### Ausgewählter Textauszug:
----------------

Dieter Feige, April 2015
Eine skurrile Geschichte, die sich um den Jahreswechsel 2011/2012 ereignete und damals im Internet kursierte, bringt die Tücken interkultureller Verständigung auf den Punkt: In Saudi-Arabien wurde ein Expatriate (Expat) von der Religionspolizei verhaftet. Sein "Vergehen"? Er spazierte unbedacht mit einigen Luftballons die Straße entlang. Wie die saudische Online-Zeitung Sabq berichtete, wurde ihm vorgeworfen, gegen das kurz zuvor erlassene Verbot, das neue Jahr zu feiern, verstoßen zu haben. Erst im Dezember 2011 hatte Scheich Abdul Aziz Bin Abdullah, der muslimische Spitzenkleriker des Landes, Neujahrs-, Geburts- und Hochzeitstagsfeiern für unislamisch erklärt.
Diese für uns amüsant klingende Geschichte verdeutlicht die Untiefen der interkulturellen Verständigung. In Zeiten gelebter Globalisierung stellt der Aufbau interkultureller Kompetenz nicht nur Expats vor ernsthafte Herausforderungen. Die einstige Einheit von Raum, Gruppe und Kultur hat sich als Fiktion erwiesen: Globalisierte Finanz- und Warenmärkte, weltweite Medienstrukturen und Migrantenströme haben zu einer rasanten Zunahme kultureller Austauschprozesse geführt.
Was für Gesellschaften gilt, trifft erst recht auf international tätige Unternehmen zu. Waren früher nur nach außen orientierte Unternehmensbereiche wie Vertrieb oder Dependancen betroffen, sind heute in großen Konzernen längst auch die früher eher nach innen gerichteten Bereiche wie das Personalwesen der internationalen Verflechtung unterworfen. Man arbeitet zunehmend in Teams mit Menschen aus unterschiedlichsten Kulturkreisen und Herkunftsländern zusammen. Dieser interkulturelle Spielraum wird beständig größer und stellt den Einzelnen im Arbeitsalltag und in der Kommunikation vor die zum Teil völlig unerwartete Aufgabe, auf plötzlich auftauchende Befindlichkeiten Rücksicht zu nehmen. Das kann manchmal auch schiefgehen.

----------------

### Vorliegende Angaben:

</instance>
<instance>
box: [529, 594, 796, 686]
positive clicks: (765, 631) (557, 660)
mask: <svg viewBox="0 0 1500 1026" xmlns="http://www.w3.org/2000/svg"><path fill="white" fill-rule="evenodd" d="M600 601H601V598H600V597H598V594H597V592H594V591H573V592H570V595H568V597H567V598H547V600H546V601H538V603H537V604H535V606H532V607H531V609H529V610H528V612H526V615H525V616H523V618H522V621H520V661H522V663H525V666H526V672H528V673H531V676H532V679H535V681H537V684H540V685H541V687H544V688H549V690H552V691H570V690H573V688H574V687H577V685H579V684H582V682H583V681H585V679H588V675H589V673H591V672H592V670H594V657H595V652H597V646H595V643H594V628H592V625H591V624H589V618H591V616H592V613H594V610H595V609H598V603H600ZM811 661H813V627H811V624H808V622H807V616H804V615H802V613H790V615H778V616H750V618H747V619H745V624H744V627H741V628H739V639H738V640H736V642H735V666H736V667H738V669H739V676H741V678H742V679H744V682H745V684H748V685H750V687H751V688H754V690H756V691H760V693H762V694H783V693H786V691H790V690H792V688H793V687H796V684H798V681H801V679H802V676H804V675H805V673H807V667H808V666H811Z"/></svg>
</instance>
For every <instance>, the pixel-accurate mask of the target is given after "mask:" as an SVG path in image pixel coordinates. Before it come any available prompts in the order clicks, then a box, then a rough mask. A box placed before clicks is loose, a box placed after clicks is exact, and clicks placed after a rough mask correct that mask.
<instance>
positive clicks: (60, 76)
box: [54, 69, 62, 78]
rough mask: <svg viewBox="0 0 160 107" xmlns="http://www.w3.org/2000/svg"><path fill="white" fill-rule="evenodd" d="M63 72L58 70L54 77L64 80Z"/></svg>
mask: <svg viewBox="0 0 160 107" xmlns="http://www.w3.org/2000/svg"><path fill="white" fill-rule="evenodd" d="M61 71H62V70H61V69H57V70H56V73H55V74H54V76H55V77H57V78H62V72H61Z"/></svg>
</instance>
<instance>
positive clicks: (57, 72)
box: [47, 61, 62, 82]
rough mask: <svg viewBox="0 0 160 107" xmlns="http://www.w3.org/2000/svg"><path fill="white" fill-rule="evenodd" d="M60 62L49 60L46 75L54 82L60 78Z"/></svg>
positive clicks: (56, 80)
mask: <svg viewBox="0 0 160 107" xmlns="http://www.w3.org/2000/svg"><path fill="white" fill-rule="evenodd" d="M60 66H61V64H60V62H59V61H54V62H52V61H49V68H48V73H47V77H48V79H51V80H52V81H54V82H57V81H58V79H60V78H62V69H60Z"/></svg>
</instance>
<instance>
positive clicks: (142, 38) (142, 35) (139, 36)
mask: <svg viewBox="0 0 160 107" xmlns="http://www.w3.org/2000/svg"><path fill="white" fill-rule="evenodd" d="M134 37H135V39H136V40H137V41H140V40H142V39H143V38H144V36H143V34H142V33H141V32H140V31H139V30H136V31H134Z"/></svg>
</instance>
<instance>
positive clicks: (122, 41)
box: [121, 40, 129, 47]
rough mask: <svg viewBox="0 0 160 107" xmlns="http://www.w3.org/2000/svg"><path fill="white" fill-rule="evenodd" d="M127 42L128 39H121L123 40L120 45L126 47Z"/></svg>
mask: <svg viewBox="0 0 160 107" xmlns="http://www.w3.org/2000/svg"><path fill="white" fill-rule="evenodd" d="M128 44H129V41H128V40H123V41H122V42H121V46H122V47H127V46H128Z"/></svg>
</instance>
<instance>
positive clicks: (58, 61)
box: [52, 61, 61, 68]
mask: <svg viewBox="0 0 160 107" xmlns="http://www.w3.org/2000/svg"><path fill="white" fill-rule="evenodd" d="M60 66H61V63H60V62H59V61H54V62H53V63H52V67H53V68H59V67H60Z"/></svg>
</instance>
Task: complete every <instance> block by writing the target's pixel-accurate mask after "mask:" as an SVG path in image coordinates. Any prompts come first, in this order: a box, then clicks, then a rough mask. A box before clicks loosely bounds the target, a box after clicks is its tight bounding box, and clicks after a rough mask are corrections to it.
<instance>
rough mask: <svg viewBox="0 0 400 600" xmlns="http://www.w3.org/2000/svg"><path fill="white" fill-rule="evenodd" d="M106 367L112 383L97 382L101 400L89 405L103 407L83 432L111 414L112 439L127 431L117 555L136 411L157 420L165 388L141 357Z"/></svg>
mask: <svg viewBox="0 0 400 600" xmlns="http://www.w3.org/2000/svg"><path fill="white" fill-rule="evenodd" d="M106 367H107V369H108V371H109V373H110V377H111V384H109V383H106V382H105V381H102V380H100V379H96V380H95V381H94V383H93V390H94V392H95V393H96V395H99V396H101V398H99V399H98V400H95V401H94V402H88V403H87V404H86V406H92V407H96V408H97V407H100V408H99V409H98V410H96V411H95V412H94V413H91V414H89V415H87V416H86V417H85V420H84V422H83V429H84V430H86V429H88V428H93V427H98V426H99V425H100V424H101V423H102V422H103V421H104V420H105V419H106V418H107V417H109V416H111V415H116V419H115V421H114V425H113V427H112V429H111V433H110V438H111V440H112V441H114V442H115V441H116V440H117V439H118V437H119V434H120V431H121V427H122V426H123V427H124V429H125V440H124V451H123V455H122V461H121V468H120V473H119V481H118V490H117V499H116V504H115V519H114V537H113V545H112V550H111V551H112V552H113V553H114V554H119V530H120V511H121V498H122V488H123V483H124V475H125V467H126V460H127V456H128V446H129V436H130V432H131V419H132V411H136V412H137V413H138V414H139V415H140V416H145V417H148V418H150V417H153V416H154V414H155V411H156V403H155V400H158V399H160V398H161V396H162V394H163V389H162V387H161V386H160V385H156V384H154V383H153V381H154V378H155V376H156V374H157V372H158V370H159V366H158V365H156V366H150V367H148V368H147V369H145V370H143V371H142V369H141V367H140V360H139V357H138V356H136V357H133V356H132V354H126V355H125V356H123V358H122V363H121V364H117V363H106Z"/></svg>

----------------

Zitiere aus dem Textauszug über interkulturelle Verständigung wörtlich die Stelle, die mit „Was für Gesellschaften“ beginnt und mit „manchmal auch schiefgehen.“ endet.

Was für Gesellschaften gilt, trifft erst recht auf international tätige Unternehmen zu. Waren früher nur nach außen orientierte Unternehmensbereiche wie Vertrieb oder Dependancen betroffen, sind heute in großen Konzernen längst auch die früher eher nach innen gerichteten Bereiche wie das Personalwesen der internationalen Verflechtung unterworfen. Man arbeitet zunehmend in Teams mit Menschen aus unterschiedlichsten Kulturkreisen und Herkunftsländern zusammen. Dieser interkulturelle Spielraum wird beständig größer und stellt den Einzelnen im Arbeitsalltag und in der Kommunikation vor die zum Teil völlig unerwartete Aufgabe, auf plötzlich auftauchende Befindlichkeiten Rücksicht zu nehmen. Das kann manchmal auch schiefgehen.